## What the task requires
Your response should consist of the lines below, printed exactly.

==== Provided material

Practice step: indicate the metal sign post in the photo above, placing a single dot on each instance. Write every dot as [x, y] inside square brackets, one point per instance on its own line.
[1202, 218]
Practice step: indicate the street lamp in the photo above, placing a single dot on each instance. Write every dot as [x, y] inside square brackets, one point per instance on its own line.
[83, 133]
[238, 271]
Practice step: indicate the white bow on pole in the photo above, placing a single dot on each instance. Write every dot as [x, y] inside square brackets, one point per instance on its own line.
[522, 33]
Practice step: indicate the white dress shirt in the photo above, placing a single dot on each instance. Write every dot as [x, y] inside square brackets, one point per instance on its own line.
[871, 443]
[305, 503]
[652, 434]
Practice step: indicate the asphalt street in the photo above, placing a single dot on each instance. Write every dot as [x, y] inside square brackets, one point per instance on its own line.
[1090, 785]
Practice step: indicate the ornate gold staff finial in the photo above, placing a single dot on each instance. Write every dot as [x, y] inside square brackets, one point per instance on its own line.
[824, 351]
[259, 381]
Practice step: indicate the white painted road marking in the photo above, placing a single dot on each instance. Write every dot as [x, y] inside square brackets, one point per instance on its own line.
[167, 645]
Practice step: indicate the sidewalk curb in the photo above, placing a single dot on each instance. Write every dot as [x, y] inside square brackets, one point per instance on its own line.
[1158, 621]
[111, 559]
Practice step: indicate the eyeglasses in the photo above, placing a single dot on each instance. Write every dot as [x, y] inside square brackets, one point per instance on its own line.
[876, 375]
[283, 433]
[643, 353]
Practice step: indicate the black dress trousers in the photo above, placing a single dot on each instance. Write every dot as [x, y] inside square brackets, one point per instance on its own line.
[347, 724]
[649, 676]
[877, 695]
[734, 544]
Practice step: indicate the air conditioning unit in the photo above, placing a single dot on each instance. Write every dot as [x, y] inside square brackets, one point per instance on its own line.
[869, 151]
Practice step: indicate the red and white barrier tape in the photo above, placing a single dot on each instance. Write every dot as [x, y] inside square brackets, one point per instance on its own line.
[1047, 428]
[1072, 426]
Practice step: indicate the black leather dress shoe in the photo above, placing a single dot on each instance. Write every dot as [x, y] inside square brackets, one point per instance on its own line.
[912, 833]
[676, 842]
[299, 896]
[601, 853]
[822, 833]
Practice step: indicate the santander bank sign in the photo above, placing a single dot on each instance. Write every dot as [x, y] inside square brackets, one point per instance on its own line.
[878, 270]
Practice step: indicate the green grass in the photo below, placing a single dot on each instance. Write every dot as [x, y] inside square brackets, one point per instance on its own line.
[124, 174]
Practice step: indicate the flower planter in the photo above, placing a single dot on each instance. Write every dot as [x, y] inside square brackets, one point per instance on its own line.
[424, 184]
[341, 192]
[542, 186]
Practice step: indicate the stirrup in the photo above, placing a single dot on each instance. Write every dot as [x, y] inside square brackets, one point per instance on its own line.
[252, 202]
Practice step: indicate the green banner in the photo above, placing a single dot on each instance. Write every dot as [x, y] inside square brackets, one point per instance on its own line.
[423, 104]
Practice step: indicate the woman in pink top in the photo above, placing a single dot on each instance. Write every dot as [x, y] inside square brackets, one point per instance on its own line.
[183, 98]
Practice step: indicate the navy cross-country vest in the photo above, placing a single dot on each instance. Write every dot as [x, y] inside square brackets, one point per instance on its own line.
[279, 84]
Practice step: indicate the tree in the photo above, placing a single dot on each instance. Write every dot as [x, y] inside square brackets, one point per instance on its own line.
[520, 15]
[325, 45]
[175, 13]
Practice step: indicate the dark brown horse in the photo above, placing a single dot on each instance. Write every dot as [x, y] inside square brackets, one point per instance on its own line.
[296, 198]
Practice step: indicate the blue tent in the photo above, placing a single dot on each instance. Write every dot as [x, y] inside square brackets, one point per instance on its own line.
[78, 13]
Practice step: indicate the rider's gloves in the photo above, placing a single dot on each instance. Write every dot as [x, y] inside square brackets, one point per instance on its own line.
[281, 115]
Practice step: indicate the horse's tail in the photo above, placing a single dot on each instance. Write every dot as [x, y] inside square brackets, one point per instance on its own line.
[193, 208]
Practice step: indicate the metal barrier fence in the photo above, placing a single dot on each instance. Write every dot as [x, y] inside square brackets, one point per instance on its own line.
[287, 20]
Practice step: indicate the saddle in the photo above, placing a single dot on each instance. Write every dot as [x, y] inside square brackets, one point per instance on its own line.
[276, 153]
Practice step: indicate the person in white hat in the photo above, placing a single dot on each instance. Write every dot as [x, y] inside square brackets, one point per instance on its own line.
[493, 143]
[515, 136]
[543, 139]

========

## Solution to the exercise
Practice step: indicate the metal sign post in the photo above, placing a single dot on each instance. Write every dot as [x, y] inside square brackets, one point per instance on its own line.
[1202, 218]
Practice step: indicate the street lamp in the photo above, placing a single dot on each instance. Write every dot as [x, y] inside square brackets, one point per instance on its own line.
[83, 133]
[238, 271]
Practice step: indicate the white bow on pole in the photo above, placing a single dot on each instance. Write every dot as [x, y] inside square brackets, one point per instance on its own line.
[522, 33]
Practice step: indicate the white dress shirt in the photo above, placing a single dot on each instance. Write every dot as [x, y] inside square brackets, one point per instance on its own line.
[871, 443]
[305, 503]
[652, 434]
Practice step: indicate the asphalt street in the photo above, placing a single dot on each instance. Write every dot as [x, y] inside square brackets, one point per instance on its own line.
[1090, 785]
Practice step: indicate the ornate gold staff finial in the photo above, placing a single dot on each instance. Write every dot as [x, y] inside square brackets, one point per instance on its own line.
[824, 351]
[259, 381]
Practice step: indicate the white painted road marking in the photo above, placing a single dot on each instance. Write every dot as [x, y] inside square brackets, one point per instance on its own line.
[167, 645]
Practice step: indicate the sidewalk curb in the photo above, placing a single dot on each instance. Write every dot as [x, y] inside square brackets, one point per instance on its own line.
[1158, 621]
[111, 559]
Practice step: indicate the eyeglasses in the photo above, placing a single dot on each instance. Write every dot as [x, y] inside square brackets, one point per instance on its own line.
[876, 375]
[283, 433]
[643, 353]
Practice step: indicate the black dress trousers in the photo above, placing a single dot on each instance. Write every dot as [x, y] inside square brackets, one point per instance on its own line.
[347, 724]
[649, 676]
[877, 695]
[734, 544]
Practice step: indicate the air conditioning unit in the photo above, placing a single dot on each instance. Write every dot as [x, y] inside square brackets, one point per instance on its own line.
[869, 151]
Practice step: indicate the red and white barrier tape in the photo above, placing a single dot on each instance. Write every dot as [x, y] inside square brackets, one point per instance on its own line.
[1047, 428]
[1072, 426]
Practice step: indicate the black leather dress shoe in the photo above, placing a single dot on each instance. Write every dot as [x, y] inside square brackets, one point per instance on its own line.
[912, 833]
[676, 842]
[299, 896]
[601, 853]
[822, 833]
Practice step: indicate the santander bank sign in the photo above, placing a single dot on each instance. Write every dot as [x, y] inside square brackets, one point per instance on its own line.
[878, 270]
Practice step: indicate the green grass in the photo below, placing a single dot on each instance. Write every dot as [x, y] inside square brackets, one point per instance on its own line.
[124, 174]
Practice step: indicate the flower planter in the photo above, placing a single dot on each instance. Write every dot as [x, y] inside square brackets, one point per instance on its own line.
[424, 184]
[341, 192]
[542, 186]
Practice step: indicate the stirrup in the photo above, placing a single dot on each instance. Write every dot as [x, y] inside square brackets, one point per instance on its own line.
[252, 202]
Practice step: indicate the green banner in the photo above, placing a single dot on each instance. Write every dot as [x, y] inside square brackets, one point per instance on its own line.
[423, 104]
Practice step: indicate the woman in pink top in the photo above, placing a single dot on each instance. Write every dot as [x, y] inside square brackets, one point per instance on its own line.
[183, 98]
Practice step: indicate the navy cross-country vest in the photo above, placing a single dot on each instance. Write every dot as [x, y] inside square brackets, one point per instance on its own line.
[279, 84]
Practice step: indicate the tree in the photo above, placing a single dot on each instance. Write every dot as [x, y] inside square brackets, one point per instance on its own line.
[520, 15]
[325, 45]
[175, 13]
Practice step: indicate the dark brown horse in the photo above, placing a single dot on each instance. Write every dot as [x, y] inside square brackets, one point per instance on its own line.
[296, 198]
Practice step: indicate the blue tent in the photo above, placing a single dot on each instance. Write every dot as [x, y] inside square brackets, one point per instance on its own line.
[78, 13]
Practice step: indicate the rider's gloves in the photo above, placing a single dot on each instance. Write every dot as [x, y] inside square brackets, one point per instance on its own line.
[281, 115]
Practice step: indicate the horse's tail in the photo above, placing a single dot on each instance. Write every dot as [x, y] inside square brackets, one point per instance on its own line.
[193, 208]
Practice step: indicate the metal barrier fence in the photo above, placing a single dot on each instance. Write every dot as [x, y] inside square brackets, one point per instance on its own line.
[287, 20]
Practice step: indicate the saddle in the photo above, placing a single dot on each instance. Write every dot as [x, y] inside square brackets, one point per instance on its own line.
[276, 153]
Practice step: indicate the person in white hat in the photo above, placing a single dot on each instance. Write every dot as [x, y] inside square brackets, one point per instance on its own line.
[493, 143]
[515, 136]
[543, 139]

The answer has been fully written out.